**REQUEST**
Rewrite the lines from the line with "Target: pine tree" through the end of the records, changing "pine tree" to "evergreen tree" and leaving everything else as it is.

>> START DATA EXTRACT

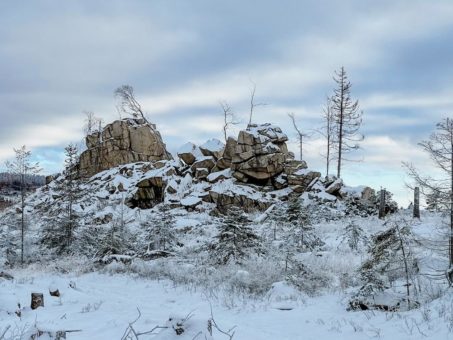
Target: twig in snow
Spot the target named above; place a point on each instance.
(229, 333)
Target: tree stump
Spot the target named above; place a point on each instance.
(417, 202)
(54, 292)
(382, 204)
(37, 300)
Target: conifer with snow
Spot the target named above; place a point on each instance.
(235, 240)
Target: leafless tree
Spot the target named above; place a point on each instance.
(90, 122)
(228, 118)
(253, 105)
(300, 134)
(127, 103)
(439, 146)
(329, 132)
(22, 167)
(347, 118)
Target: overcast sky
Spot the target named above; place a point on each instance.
(59, 58)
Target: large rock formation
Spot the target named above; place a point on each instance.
(259, 155)
(121, 142)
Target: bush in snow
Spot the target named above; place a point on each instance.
(354, 236)
(235, 240)
(160, 235)
(390, 260)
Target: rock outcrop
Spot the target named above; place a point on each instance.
(260, 154)
(121, 142)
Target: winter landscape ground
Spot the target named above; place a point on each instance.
(236, 170)
(102, 303)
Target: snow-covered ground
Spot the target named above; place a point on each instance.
(101, 306)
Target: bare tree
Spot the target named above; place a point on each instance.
(252, 103)
(329, 132)
(90, 122)
(347, 118)
(22, 167)
(300, 134)
(127, 103)
(228, 118)
(439, 146)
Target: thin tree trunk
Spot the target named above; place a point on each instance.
(300, 145)
(382, 204)
(417, 202)
(22, 229)
(406, 268)
(451, 192)
(340, 126)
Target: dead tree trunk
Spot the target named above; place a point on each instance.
(417, 202)
(382, 204)
(37, 300)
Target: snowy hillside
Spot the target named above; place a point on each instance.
(101, 302)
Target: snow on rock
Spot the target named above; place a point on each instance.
(189, 152)
(213, 147)
(191, 201)
(219, 175)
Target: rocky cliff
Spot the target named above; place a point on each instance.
(251, 171)
(121, 142)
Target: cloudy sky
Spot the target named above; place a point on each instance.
(58, 59)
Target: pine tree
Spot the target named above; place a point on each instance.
(301, 233)
(354, 236)
(23, 168)
(59, 226)
(235, 240)
(160, 233)
(390, 259)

>> END DATA EXTRACT

**OUTPUT FOR THIS TASK**
Target: evergreen tree
Spot the target named above; place a point on each instance.
(301, 233)
(354, 236)
(23, 168)
(59, 226)
(235, 240)
(160, 233)
(390, 259)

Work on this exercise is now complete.